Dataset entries
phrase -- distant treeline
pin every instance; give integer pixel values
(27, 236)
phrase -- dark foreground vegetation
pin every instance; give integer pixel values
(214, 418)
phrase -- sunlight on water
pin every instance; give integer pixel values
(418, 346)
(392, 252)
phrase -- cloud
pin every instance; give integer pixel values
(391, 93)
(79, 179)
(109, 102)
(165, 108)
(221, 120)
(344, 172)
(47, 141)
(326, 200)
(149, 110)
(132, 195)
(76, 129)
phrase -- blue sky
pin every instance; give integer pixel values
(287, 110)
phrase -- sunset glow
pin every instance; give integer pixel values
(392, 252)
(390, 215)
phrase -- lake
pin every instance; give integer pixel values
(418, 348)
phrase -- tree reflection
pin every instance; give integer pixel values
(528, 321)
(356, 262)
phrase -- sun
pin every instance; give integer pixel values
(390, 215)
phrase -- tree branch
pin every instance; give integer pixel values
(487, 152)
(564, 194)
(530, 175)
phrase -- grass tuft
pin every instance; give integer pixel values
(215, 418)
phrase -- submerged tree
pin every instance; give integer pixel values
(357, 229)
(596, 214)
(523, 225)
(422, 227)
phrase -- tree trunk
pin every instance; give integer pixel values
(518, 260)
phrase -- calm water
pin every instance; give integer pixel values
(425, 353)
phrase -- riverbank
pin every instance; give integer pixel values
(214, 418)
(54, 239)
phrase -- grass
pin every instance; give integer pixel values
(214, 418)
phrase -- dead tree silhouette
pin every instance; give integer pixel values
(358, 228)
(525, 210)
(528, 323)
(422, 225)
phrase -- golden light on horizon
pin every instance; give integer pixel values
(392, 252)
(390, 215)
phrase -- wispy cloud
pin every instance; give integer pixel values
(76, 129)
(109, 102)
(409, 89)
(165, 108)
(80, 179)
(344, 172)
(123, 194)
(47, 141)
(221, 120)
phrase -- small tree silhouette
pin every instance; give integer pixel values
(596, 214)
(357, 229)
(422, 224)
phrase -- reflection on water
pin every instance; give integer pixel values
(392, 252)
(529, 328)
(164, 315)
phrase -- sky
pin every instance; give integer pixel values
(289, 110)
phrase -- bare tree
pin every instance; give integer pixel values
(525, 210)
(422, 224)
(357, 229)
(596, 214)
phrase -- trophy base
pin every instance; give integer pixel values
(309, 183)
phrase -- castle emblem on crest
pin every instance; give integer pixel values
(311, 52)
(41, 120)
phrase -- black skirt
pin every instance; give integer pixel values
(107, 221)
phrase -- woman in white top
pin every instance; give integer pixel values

Exercise description: List each line of the records that holds the string "silhouette".

Output for this exercise:
phrase -- dead tree silhouette
phrase -- small tree silhouette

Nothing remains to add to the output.